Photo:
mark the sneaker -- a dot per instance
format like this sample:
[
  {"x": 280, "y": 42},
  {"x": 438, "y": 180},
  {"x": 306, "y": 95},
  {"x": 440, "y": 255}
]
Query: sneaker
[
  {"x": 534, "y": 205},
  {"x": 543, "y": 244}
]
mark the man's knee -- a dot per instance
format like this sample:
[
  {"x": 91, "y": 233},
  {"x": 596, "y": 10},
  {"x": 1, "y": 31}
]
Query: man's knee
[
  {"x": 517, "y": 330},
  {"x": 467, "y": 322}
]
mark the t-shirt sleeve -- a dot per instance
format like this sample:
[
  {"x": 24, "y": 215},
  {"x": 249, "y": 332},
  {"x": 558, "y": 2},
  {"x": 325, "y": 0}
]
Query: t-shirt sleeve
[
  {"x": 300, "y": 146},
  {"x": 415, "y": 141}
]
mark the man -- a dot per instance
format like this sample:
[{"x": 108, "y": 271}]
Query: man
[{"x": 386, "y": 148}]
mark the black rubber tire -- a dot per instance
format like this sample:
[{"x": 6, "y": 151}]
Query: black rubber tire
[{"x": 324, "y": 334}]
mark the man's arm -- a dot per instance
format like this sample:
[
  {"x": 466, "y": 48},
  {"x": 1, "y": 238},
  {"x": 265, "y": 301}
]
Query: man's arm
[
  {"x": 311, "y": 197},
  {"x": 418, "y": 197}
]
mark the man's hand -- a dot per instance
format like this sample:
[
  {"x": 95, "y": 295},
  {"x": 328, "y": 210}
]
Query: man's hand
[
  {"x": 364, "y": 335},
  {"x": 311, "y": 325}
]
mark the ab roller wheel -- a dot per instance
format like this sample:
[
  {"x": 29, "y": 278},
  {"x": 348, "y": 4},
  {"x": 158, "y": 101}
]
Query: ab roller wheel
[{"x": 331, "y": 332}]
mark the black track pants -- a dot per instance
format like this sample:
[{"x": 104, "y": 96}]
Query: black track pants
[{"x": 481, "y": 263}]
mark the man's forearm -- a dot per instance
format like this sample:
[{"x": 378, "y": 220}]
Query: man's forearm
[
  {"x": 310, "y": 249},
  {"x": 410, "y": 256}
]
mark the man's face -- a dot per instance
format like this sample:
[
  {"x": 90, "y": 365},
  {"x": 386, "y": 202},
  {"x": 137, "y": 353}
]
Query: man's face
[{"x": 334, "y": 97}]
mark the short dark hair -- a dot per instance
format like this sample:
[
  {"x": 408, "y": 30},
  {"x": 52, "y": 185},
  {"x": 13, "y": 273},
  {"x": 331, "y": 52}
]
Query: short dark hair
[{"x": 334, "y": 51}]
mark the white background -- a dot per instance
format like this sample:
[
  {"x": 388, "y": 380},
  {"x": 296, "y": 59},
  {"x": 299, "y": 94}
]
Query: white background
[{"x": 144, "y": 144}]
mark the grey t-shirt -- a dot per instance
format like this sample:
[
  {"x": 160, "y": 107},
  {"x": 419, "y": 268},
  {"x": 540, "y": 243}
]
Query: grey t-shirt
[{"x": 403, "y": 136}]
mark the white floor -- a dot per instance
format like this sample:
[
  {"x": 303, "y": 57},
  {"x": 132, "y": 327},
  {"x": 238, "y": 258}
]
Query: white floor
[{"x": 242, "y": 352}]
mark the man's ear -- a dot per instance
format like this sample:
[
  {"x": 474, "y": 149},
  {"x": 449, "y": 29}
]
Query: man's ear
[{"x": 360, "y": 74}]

________________________________________

** What is expected **
Rewrite all of the data above, substituting "one point per instance" for every occurrence of "a dot per instance" and leaving everything else as it is.

** Exercise solution **
Photo:
mark the sneaker -- one point per instance
format like this sample:
[
  {"x": 280, "y": 42},
  {"x": 438, "y": 180},
  {"x": 306, "y": 95},
  {"x": 440, "y": 255}
]
Query: sneaker
[
  {"x": 534, "y": 205},
  {"x": 543, "y": 244}
]
mark the man's knee -- one point per instance
format like this sample:
[
  {"x": 91, "y": 233},
  {"x": 596, "y": 10},
  {"x": 1, "y": 31}
]
Query: man's knee
[
  {"x": 517, "y": 330},
  {"x": 467, "y": 322}
]
mark the t-shirt sleeve -- one point per instance
format like this sample:
[
  {"x": 24, "y": 215},
  {"x": 249, "y": 332},
  {"x": 558, "y": 2},
  {"x": 325, "y": 0}
]
Query: t-shirt sleeve
[
  {"x": 300, "y": 146},
  {"x": 415, "y": 141}
]
mark the man -- one point per instance
format like this sample:
[{"x": 108, "y": 271}]
Query: man
[{"x": 386, "y": 148}]
mark the black rubber tire -- one point per instance
format like this sample:
[{"x": 6, "y": 151}]
Query: black rubber tire
[{"x": 324, "y": 334}]
mark the man's arm -- one point per instance
format like this sample:
[
  {"x": 466, "y": 48},
  {"x": 1, "y": 238},
  {"x": 265, "y": 301}
]
Query: man's arm
[
  {"x": 311, "y": 197},
  {"x": 418, "y": 197}
]
mark the man's hand -- one point per instance
format like this sample:
[
  {"x": 95, "y": 295},
  {"x": 328, "y": 210}
]
Query: man's hand
[
  {"x": 364, "y": 335},
  {"x": 311, "y": 325}
]
mark the ab roller wheel -- one point per instance
format like this sample:
[
  {"x": 29, "y": 278},
  {"x": 348, "y": 4},
  {"x": 158, "y": 101}
]
Query: ab roller wheel
[{"x": 331, "y": 332}]
mark the black track pants -- one point per instance
format like this sample:
[{"x": 104, "y": 96}]
Query: black track pants
[{"x": 481, "y": 263}]
mark the man's forearm -- one point per instance
format like this sample:
[{"x": 378, "y": 220}]
Query: man's forearm
[
  {"x": 310, "y": 249},
  {"x": 410, "y": 256}
]
mark the man's face -- one point per instance
format like this sample:
[
  {"x": 90, "y": 365},
  {"x": 386, "y": 202},
  {"x": 137, "y": 353}
]
Query: man's face
[{"x": 334, "y": 97}]
mark the short dark hair -- one point per instance
format like this sample:
[
  {"x": 408, "y": 30},
  {"x": 52, "y": 185},
  {"x": 13, "y": 273},
  {"x": 331, "y": 52}
]
Query: short dark hair
[{"x": 334, "y": 51}]
mark the white background -- one point per instance
format like this sample:
[
  {"x": 388, "y": 380},
  {"x": 296, "y": 59},
  {"x": 299, "y": 94}
]
Query: white background
[{"x": 144, "y": 144}]
mark the grey t-shirt -- one point per instance
format like this sample:
[
  {"x": 160, "y": 107},
  {"x": 419, "y": 268},
  {"x": 540, "y": 243}
]
Query: grey t-shirt
[{"x": 403, "y": 136}]
mark the white floor -- one point per instance
format like this sample:
[
  {"x": 303, "y": 57},
  {"x": 132, "y": 327},
  {"x": 238, "y": 258}
]
Query: white floor
[{"x": 242, "y": 352}]
mark the man's ear -- one point per instance
format like this sample:
[
  {"x": 474, "y": 149},
  {"x": 449, "y": 29}
]
Query: man's ear
[{"x": 360, "y": 74}]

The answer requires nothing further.